═══ Ausgewählter Auszug
Maximilian Kronberger
Maximilian Kronberger, eigentlich Max Konrad August Kronberger (* 14. April[1] 1888 in Berlin; † 15. April 1904 in München) war eine bedeutende Person des George-Kreises.
Bekanntschaft mit Stefan George
Kronberger war der Sohn des Würzburger Kaufmanns Alfred Kronberger.[2] Er wuchs in München-Schwabing auf, wo er das Gymnasium besuchte. Der Dichter Stefan George traf ihn 1902 in München auf der Straße und sprach ihn wenig später das erste Mal an. George zeichnete Kronberger, der erst nach dem Treffen herausfand, dass er es mit einem bekannten Dichter zu tun hatte. Im Januar 1903 trafen sich die beiden wieder auf der Straße, und nun trafen sie sich häufiger. Kronberger lernte Freunde Georges kennen, teilweise bereits bekannte Lyriker wie Hugo von Hofmannsthal, Friedrich Gundolf oder Karl Wolfskehl. George nahm ihn auch mit zu gesellschaftlichen Veranstaltungen der Schwabinger Bohème, etwa zu einem Kostümfest bei Henry von Heiseler. George versuchte auch, sich mit den Eltern Kronbergers gutzustellen, er besuchte sogar die Konfirmation Maximilians. Kronberger hatte bereits begonnen, Gedichte zu schreiben und erhoffte sich von der Bekanntschaft mit dem Lyriker eine Vervollkommnung seiner Gedichte.
══════
═══ Übungsmaterial
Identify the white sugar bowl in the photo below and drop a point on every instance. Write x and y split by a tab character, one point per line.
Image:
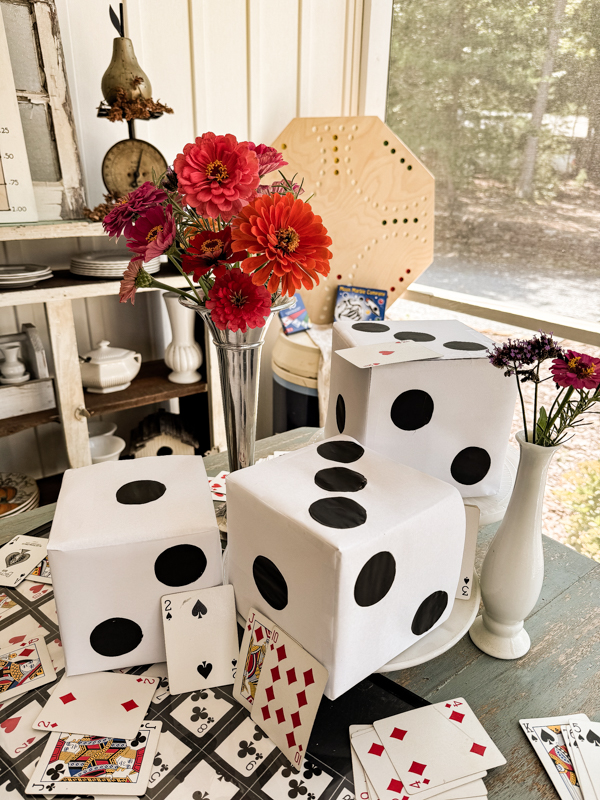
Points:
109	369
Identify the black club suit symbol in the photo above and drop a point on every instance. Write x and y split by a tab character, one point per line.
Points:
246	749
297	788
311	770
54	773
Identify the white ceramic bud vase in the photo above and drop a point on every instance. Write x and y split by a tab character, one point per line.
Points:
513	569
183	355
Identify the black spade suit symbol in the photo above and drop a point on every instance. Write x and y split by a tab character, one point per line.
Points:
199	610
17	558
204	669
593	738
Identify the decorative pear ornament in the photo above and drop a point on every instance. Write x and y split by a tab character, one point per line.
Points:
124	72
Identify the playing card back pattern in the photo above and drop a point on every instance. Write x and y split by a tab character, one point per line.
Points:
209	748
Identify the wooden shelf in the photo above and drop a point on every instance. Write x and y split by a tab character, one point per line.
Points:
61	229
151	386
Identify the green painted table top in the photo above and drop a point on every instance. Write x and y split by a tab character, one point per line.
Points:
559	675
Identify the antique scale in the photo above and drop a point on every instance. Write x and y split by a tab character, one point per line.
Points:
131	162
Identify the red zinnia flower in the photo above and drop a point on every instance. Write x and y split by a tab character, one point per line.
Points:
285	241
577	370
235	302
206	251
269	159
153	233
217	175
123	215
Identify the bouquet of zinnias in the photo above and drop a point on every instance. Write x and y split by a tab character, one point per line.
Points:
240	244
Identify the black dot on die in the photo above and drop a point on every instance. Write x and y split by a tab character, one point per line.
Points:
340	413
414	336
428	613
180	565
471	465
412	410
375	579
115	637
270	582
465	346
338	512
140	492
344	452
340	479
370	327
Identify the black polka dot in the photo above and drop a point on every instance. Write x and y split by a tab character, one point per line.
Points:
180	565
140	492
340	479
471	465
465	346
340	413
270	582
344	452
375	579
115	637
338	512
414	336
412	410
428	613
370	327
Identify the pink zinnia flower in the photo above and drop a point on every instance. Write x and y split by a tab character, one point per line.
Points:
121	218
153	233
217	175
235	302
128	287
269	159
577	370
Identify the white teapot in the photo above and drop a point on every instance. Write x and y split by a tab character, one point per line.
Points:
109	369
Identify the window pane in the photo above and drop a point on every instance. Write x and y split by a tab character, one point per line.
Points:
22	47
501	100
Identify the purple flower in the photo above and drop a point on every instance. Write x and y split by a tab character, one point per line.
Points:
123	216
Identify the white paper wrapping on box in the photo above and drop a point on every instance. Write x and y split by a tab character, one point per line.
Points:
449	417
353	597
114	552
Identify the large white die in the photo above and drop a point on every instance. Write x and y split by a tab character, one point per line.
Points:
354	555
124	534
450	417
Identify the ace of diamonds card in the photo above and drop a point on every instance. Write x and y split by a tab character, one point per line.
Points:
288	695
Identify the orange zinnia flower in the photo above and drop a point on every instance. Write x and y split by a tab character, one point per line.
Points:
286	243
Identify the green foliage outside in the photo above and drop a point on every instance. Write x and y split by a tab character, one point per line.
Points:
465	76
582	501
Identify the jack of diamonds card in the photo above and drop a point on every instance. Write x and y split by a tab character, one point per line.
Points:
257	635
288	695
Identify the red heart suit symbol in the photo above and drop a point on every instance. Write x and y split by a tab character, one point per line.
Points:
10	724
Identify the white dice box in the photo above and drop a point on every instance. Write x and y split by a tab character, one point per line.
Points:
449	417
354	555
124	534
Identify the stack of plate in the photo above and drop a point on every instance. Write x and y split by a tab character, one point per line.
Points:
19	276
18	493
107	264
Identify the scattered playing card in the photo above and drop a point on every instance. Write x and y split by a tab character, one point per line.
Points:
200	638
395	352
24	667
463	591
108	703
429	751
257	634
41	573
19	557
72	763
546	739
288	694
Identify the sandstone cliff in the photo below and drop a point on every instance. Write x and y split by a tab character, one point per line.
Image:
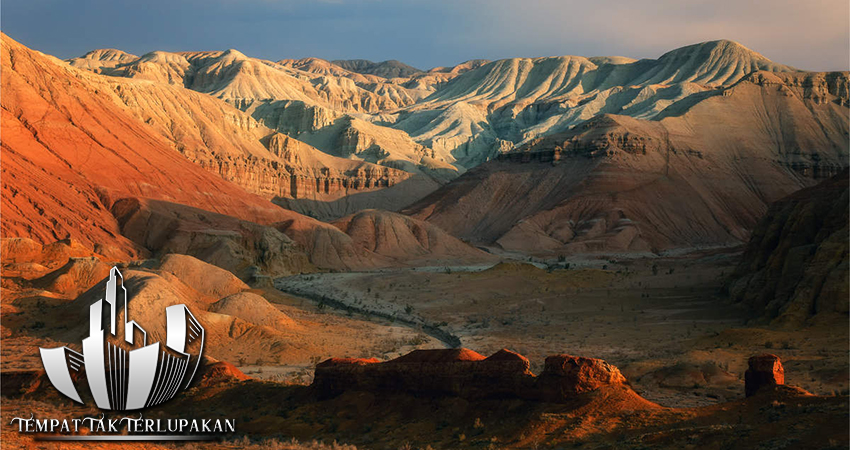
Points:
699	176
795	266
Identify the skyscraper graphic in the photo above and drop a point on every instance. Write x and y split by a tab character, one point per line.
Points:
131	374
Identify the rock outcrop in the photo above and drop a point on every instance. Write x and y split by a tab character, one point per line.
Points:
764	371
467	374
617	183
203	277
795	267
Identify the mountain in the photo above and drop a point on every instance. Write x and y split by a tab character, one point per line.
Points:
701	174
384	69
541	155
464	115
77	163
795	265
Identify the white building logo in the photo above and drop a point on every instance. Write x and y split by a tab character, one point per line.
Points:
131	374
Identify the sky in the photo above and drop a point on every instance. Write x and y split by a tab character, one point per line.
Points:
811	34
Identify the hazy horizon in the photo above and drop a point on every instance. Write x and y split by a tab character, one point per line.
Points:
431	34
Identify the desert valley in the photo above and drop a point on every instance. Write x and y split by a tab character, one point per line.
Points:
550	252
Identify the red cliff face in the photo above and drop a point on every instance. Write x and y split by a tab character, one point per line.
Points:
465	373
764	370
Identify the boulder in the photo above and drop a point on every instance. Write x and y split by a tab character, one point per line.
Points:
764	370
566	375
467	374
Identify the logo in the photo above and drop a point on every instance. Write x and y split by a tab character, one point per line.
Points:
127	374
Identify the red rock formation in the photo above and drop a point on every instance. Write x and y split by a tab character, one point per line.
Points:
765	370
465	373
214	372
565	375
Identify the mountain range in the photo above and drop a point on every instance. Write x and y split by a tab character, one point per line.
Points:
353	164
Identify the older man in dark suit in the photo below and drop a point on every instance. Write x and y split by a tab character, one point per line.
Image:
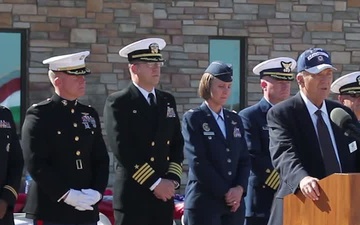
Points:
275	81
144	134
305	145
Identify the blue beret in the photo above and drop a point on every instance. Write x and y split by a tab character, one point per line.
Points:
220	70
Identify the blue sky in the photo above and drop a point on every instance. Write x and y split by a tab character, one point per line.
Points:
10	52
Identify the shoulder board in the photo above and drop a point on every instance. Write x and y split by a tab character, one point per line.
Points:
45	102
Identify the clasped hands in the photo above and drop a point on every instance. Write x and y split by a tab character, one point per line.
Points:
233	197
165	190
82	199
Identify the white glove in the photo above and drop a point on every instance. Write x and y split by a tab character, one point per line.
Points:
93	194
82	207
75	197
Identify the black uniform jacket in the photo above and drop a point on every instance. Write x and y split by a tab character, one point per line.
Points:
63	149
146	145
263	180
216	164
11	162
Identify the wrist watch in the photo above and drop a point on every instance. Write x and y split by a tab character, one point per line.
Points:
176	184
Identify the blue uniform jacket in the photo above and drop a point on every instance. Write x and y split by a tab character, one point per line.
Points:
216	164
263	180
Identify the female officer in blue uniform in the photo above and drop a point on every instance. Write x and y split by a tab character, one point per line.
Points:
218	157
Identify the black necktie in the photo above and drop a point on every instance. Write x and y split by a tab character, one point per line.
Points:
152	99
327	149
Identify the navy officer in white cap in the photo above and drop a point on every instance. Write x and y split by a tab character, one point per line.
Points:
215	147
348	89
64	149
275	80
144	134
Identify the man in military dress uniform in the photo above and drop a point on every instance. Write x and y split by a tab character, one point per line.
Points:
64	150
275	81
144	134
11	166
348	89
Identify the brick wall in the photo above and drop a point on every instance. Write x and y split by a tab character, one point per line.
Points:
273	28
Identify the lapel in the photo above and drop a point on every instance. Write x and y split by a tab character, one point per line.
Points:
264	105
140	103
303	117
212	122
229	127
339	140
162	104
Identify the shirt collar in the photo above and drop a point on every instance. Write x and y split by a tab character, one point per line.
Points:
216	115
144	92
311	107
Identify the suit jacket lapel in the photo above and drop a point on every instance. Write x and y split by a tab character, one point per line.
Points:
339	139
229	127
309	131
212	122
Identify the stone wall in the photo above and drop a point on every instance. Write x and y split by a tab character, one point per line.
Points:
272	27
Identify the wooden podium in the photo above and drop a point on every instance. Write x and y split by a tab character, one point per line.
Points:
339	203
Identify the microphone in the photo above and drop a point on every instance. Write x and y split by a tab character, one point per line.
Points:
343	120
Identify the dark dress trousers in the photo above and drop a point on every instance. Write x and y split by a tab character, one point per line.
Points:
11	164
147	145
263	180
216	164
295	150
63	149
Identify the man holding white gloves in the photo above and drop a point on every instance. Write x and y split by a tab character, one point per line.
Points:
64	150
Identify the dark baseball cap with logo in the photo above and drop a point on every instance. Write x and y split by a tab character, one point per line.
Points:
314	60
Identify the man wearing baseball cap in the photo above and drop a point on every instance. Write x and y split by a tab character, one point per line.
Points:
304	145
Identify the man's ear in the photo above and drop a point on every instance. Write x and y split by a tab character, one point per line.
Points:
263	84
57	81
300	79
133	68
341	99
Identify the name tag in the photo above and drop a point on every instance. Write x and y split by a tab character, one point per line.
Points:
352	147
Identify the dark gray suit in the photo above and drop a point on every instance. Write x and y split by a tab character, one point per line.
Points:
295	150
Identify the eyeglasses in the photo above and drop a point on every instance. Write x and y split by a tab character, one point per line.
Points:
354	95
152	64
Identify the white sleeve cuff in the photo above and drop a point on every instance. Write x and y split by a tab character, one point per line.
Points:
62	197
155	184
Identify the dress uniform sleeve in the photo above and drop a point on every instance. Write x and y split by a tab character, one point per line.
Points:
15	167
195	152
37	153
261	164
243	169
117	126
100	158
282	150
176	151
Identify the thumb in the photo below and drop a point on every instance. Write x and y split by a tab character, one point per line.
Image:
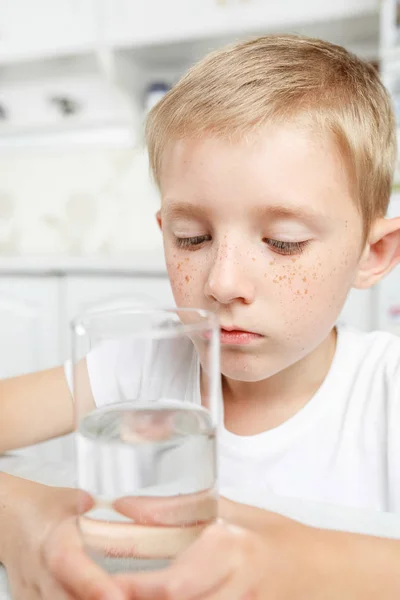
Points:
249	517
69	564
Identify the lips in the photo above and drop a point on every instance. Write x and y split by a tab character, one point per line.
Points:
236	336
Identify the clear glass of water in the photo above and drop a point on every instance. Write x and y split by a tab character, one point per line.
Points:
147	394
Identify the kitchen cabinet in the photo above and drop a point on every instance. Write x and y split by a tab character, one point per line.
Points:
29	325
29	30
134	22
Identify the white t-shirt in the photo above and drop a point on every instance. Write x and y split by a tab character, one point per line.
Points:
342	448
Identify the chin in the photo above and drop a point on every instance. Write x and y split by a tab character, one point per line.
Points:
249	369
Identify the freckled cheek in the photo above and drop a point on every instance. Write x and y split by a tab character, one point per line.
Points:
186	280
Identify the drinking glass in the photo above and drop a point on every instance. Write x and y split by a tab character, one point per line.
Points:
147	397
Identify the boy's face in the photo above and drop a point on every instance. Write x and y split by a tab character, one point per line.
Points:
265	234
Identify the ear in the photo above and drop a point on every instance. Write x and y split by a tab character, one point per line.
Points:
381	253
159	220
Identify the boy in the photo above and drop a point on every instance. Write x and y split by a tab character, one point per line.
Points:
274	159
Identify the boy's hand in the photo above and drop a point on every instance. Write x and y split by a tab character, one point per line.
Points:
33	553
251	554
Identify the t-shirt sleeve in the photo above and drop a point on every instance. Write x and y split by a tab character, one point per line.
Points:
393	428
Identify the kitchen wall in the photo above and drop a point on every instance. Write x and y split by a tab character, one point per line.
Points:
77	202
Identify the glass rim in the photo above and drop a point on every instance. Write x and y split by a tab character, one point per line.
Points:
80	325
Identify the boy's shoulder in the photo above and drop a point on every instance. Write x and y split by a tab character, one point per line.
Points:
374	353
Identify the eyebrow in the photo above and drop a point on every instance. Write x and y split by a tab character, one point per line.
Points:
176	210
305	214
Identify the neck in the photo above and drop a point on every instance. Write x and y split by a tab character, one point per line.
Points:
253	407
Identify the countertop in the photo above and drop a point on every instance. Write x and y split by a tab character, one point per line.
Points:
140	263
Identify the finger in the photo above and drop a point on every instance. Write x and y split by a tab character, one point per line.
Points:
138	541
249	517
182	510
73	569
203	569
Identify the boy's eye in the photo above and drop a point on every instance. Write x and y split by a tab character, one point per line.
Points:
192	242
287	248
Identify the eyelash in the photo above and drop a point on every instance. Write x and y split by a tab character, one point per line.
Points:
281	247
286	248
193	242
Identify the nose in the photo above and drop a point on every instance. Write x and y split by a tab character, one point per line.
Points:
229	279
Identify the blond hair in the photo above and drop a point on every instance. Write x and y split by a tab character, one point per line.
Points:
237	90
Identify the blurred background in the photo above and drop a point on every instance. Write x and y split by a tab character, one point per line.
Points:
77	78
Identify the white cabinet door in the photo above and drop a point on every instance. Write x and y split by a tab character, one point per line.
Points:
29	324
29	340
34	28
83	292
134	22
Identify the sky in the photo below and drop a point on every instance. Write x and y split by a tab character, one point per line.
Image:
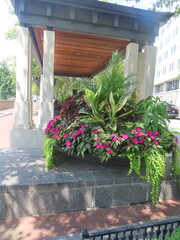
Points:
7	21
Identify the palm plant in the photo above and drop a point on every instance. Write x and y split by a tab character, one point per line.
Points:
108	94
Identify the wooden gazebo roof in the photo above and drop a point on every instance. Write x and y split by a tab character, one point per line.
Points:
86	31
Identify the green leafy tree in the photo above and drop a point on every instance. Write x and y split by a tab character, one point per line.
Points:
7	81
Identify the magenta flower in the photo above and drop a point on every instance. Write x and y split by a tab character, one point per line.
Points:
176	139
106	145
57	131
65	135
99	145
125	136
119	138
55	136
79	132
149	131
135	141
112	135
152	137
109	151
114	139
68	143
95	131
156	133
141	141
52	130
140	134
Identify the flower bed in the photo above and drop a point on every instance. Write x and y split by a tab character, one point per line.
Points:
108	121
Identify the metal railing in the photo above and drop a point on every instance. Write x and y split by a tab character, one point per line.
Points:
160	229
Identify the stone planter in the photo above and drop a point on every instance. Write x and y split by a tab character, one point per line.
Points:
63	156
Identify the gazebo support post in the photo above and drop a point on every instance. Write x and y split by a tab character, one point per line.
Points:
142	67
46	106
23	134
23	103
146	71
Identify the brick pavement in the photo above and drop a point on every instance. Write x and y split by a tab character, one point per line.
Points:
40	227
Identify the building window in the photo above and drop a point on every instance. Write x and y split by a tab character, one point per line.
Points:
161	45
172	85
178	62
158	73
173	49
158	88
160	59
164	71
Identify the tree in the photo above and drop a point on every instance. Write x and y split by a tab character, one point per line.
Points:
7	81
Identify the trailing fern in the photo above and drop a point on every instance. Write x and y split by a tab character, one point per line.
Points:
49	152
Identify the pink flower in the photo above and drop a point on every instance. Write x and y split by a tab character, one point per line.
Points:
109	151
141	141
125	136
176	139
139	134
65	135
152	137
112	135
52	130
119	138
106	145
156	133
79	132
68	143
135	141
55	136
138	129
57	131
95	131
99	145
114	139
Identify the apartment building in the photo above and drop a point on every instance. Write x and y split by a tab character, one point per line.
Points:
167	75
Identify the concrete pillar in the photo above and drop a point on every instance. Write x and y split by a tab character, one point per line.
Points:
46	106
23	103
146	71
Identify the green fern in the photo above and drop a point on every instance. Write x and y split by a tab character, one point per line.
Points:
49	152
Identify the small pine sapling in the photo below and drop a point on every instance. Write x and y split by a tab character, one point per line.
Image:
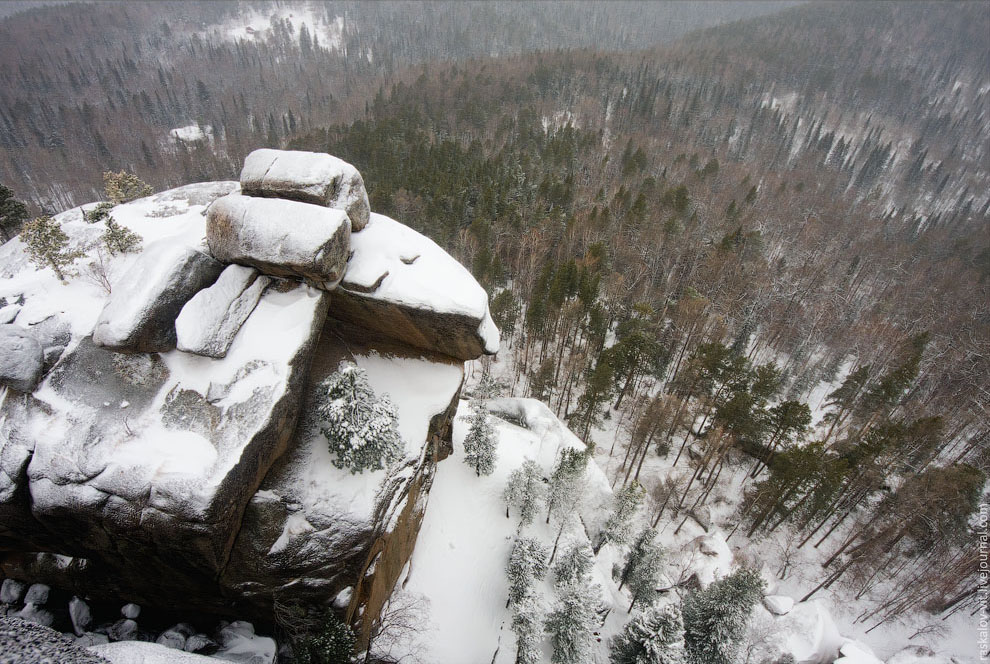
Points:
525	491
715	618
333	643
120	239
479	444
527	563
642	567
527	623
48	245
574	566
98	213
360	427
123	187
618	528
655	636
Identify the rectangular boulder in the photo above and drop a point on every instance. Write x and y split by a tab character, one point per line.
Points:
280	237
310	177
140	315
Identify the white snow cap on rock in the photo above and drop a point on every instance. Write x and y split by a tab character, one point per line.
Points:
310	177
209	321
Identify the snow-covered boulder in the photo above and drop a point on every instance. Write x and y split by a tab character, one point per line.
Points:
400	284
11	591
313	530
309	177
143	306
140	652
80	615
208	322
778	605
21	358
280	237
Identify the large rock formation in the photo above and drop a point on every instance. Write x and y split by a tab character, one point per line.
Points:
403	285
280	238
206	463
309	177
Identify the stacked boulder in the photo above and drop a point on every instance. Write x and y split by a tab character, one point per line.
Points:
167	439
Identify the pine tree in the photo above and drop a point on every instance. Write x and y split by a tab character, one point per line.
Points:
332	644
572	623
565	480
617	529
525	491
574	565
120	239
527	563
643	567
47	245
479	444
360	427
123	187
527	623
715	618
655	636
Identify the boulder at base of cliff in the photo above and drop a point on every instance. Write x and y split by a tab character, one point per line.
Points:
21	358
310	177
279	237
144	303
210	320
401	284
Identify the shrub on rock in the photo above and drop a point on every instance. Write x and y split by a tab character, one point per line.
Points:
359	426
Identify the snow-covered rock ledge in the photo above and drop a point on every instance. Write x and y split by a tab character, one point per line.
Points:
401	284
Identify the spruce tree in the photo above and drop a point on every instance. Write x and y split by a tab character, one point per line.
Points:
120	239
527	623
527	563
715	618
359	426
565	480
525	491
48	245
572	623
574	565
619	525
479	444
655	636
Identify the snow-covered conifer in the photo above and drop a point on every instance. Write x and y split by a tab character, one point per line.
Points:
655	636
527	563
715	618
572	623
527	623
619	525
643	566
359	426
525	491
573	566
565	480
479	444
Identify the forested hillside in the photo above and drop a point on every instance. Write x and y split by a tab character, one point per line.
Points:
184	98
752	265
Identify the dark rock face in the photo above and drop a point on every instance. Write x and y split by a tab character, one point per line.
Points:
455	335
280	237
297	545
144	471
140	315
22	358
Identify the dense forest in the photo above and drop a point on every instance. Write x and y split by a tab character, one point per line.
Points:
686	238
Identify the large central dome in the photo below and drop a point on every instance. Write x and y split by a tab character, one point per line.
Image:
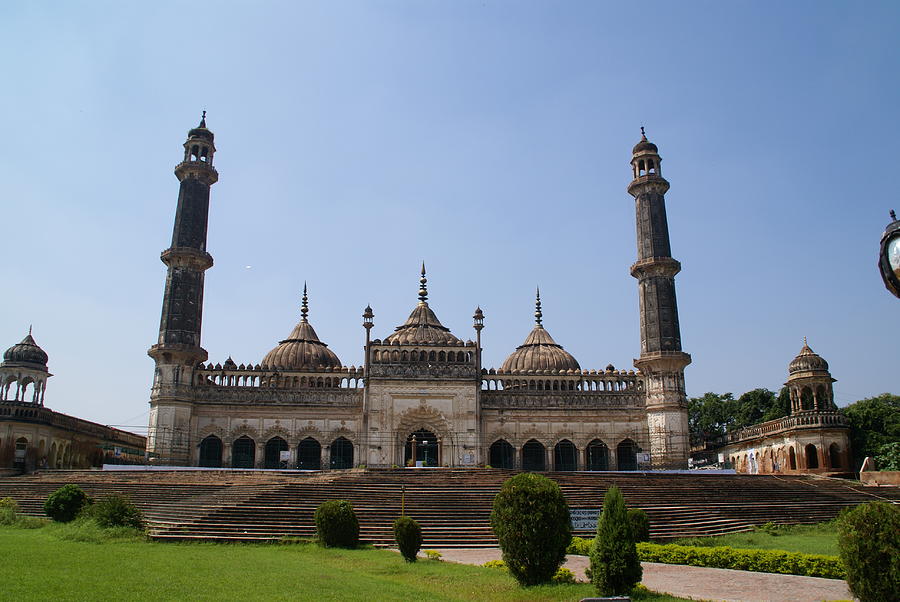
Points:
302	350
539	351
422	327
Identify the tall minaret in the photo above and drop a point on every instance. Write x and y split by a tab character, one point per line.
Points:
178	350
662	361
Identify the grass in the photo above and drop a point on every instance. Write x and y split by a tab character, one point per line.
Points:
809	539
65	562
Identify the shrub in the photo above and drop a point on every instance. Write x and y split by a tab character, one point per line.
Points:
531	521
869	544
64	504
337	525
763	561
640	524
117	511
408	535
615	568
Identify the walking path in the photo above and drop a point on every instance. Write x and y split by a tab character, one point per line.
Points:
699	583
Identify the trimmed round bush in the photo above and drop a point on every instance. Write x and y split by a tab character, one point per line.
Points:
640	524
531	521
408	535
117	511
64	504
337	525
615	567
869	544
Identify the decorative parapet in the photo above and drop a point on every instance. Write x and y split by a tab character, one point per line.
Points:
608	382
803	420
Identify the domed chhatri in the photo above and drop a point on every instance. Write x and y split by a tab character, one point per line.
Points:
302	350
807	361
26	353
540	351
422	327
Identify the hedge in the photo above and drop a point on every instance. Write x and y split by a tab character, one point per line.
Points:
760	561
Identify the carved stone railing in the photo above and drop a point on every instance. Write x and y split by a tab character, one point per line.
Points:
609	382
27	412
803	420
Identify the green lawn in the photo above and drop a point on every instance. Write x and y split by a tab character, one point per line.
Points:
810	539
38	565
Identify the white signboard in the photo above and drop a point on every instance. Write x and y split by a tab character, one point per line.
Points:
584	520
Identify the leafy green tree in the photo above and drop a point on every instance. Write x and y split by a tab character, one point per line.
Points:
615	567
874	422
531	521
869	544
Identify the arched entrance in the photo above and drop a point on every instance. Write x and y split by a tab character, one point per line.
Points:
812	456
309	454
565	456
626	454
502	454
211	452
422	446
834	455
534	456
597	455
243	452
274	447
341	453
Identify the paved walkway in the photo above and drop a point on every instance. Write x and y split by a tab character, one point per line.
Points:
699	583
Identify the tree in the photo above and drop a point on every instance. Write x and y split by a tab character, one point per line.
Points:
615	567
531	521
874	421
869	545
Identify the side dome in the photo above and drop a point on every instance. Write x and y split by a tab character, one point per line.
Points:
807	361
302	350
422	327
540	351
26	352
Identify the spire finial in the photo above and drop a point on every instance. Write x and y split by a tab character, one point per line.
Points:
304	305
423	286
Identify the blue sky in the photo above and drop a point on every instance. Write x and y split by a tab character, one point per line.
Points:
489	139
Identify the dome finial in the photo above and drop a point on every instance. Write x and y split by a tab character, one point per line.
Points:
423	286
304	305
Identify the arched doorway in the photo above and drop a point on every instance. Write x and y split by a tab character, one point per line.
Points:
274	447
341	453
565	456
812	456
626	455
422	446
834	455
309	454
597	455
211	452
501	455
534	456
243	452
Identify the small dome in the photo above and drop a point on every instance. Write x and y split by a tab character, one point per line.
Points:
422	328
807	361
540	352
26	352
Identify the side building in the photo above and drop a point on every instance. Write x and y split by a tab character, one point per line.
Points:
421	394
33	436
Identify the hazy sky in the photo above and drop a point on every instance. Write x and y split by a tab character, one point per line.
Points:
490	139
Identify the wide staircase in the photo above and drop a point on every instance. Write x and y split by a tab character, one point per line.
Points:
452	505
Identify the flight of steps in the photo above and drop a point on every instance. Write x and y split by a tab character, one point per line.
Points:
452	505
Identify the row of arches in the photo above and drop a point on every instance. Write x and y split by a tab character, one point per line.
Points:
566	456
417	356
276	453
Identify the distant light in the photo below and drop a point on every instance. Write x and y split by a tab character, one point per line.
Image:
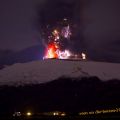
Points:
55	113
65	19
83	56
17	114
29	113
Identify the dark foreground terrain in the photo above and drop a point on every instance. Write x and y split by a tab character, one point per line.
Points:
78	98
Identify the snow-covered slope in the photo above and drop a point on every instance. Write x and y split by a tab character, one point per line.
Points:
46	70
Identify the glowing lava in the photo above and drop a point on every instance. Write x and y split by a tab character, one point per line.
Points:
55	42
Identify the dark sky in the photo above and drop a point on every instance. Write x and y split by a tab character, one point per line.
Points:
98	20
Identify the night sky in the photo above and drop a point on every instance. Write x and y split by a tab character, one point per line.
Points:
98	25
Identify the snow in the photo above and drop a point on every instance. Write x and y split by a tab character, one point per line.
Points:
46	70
══════
Ihre Aufgabe » Geben Sie den Text über Maximilian Kronberger vollständig und wortgetreu wieder.

Ergebnis der Übung »
Maximilian Kronberger
Maximilian Kronberger, eigentlich Max Konrad August Kronberger (* 14. April[1] 1888 in Berlin; † 15. April 1904 in München) war eine bedeutende Person des George-Kreises.
Bekanntschaft mit Stefan George
Kronberger war der Sohn des Würzburger Kaufmanns Alfred Kronberger.[2] Er wuchs in München-Schwabing auf, wo er das Gymnasium besuchte. Der Dichter Stefan George traf ihn 1902 in München auf der Straße und sprach ihn wenig später das erste Mal an. George zeichnete Kronberger, der erst nach dem Treffen herausfand, dass er es mit einem bekannten Dichter zu tun hatte. Im Januar 1903 trafen sich die beiden wieder auf der Straße, und nun trafen sie sich häufiger. Kronberger lernte Freunde Georges kennen, teilweise bereits bekannte Lyriker wie Hugo von Hofmannsthal, Friedrich Gundolf oder Karl Wolfskehl. George nahm ihn auch mit zu gesellschaftlichen Veranstaltungen der Schwabinger Bohème, etwa zu einem Kostümfest bei Henry von Heiseler. George versuchte auch, sich mit den Eltern Kronbergers gutzustellen, er besuchte sogar die Konfirmation Maximilians. Kronberger hatte bereits begonnen, Gedichte zu schreiben und erhoffte sich von der Bekanntschaft mit dem Lyriker eine Vervollkommnung seiner Gedichte.